**PROBLEM:** Please copy the material word for word, from the line with "the woman's shoulder" to the line with "pixel 330 413", including both of those lines.

**SUPPLIED RECORDS:**
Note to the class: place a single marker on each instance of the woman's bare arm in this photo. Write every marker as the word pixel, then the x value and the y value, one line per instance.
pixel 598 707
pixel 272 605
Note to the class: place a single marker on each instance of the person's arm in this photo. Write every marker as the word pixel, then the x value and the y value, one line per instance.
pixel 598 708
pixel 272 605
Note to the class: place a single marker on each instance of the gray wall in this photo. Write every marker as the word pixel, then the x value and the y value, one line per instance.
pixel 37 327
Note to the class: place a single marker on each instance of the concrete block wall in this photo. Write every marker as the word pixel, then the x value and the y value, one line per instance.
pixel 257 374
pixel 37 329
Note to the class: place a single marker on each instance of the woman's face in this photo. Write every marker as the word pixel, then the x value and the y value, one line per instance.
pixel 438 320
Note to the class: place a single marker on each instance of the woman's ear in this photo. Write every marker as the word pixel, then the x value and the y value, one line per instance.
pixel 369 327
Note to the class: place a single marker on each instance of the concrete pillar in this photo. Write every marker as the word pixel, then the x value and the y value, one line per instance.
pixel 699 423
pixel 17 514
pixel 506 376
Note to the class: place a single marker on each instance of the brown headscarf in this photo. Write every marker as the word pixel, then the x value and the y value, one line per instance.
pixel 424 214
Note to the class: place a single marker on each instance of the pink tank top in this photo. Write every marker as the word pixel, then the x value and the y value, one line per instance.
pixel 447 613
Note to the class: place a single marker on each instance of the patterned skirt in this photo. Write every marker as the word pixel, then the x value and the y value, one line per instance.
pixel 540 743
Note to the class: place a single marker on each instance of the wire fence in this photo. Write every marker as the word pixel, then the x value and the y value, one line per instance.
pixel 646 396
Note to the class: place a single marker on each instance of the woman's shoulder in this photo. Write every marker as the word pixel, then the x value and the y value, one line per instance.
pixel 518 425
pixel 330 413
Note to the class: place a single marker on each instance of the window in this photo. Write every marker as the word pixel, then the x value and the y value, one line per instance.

**WORKED ANSWER:**
Note to the class: place a single marker on each instance of the woman's shoulder in this photo. Write every marker as the word pixel, then the x value and the y value, one line per instance.
pixel 518 425
pixel 330 413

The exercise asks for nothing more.